Restate all the lines below word for word, but omit the pictures.
(SOURCE DATA Opens)
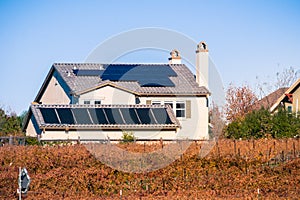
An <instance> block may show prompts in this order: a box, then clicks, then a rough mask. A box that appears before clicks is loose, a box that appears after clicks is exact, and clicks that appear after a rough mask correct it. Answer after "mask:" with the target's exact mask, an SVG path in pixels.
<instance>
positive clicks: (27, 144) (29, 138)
mask: <svg viewBox="0 0 300 200" xmlns="http://www.w3.org/2000/svg"><path fill="white" fill-rule="evenodd" d="M25 144H26V145H39V144H40V143H39V141H38V139H37V138H36V137H26V138H25Z"/></svg>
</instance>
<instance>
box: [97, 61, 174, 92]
mask: <svg viewBox="0 0 300 200" xmlns="http://www.w3.org/2000/svg"><path fill="white" fill-rule="evenodd" d="M171 76H177V74H176V72H175V71H174V70H173V69H172V68H171V67H170V66H168V65H155V66H153V65H109V66H107V67H106V70H105V71H104V72H103V74H102V75H101V79H102V80H110V81H137V82H139V84H140V85H141V86H142V87H174V86H175V84H174V83H173V82H172V81H171V80H170V78H169V77H171Z"/></svg>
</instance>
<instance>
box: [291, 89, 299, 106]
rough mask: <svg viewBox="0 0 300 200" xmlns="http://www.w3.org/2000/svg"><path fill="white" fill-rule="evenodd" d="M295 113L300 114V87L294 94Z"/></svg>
mask: <svg viewBox="0 0 300 200" xmlns="http://www.w3.org/2000/svg"><path fill="white" fill-rule="evenodd" d="M292 111H293V112H299V111H300V87H298V88H297V90H296V91H295V92H294V93H293V107H292Z"/></svg>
(SOURCE DATA Closes)
> TASK SOLUTION
An <instance> block may show prompts in this order: a box, then clicks, then a rough mask. A box that appears before clicks is loose, a box that appears after clicks is exact, and clicks that appear after a rough mask correct it. Answer after "mask:" with the target's exact mask, an SVG path in pixels.
<instance>
positive clicks: (27, 144) (29, 138)
mask: <svg viewBox="0 0 300 200" xmlns="http://www.w3.org/2000/svg"><path fill="white" fill-rule="evenodd" d="M25 144H26V145H39V144H40V143H39V141H38V139H37V138H36V137H26V138H25Z"/></svg>
</instance>
<instance>
box: [97, 61, 174, 92]
mask: <svg viewBox="0 0 300 200" xmlns="http://www.w3.org/2000/svg"><path fill="white" fill-rule="evenodd" d="M171 76H177V74H176V72H175V71H174V70H173V69H172V68H171V67H170V66H168V65H155V66H153V65H109V66H107V67H106V70H105V71H104V72H103V74H102V75H101V79H102V80H110V81H137V82H139V84H140V85H141V86H142V87H174V86H175V84H174V83H173V82H172V81H171V80H170V78H169V77H171Z"/></svg>
</instance>
<instance>
box: [291, 89, 299, 106]
rough mask: <svg viewBox="0 0 300 200" xmlns="http://www.w3.org/2000/svg"><path fill="white" fill-rule="evenodd" d="M295 113L300 114V87L294 94Z"/></svg>
mask: <svg viewBox="0 0 300 200" xmlns="http://www.w3.org/2000/svg"><path fill="white" fill-rule="evenodd" d="M292 111H293V112H299V111H300V87H298V88H297V90H296V91H295V92H294V93H293V107H292Z"/></svg>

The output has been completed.